Could you reproduce the lines below from the one with "grass, giving x and y for each instance?" through the one with "grassland, giving x and y for each instance?"? Keep both ends and add nothing.

┌────────

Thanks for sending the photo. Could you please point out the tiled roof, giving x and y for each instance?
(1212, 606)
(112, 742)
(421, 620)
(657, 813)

└────────
┌────────

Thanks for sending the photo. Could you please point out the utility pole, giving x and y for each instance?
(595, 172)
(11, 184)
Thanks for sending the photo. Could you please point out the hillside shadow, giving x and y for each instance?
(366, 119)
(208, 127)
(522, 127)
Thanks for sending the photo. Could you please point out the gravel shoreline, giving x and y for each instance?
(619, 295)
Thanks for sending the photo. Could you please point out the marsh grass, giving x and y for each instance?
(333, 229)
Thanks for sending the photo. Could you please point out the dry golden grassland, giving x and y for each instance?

└────────
┌────────

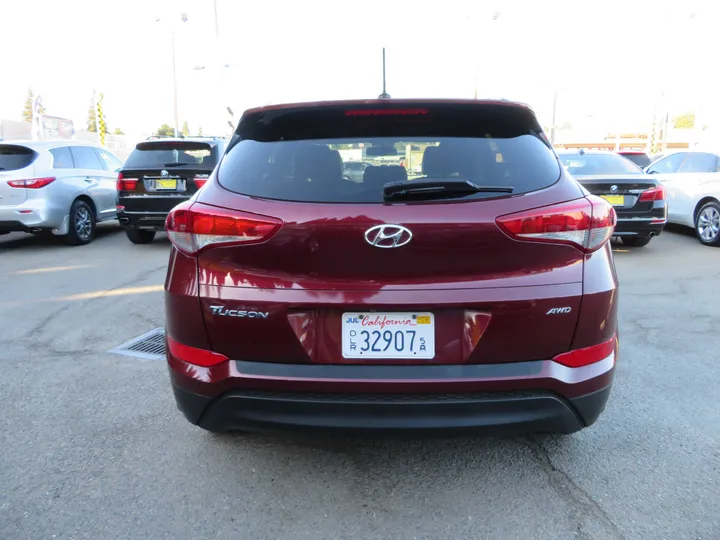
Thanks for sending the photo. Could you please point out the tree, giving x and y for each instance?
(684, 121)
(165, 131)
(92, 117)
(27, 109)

└────────

* [SOLVED EXERCISE]:
Thanks for sending the photo. Could you please point out the marsh grass, giving x and y for each instance?
(333, 229)
Thanks for sending the photo. Could you please point out the dry golden grassland, giving x and y for each instance?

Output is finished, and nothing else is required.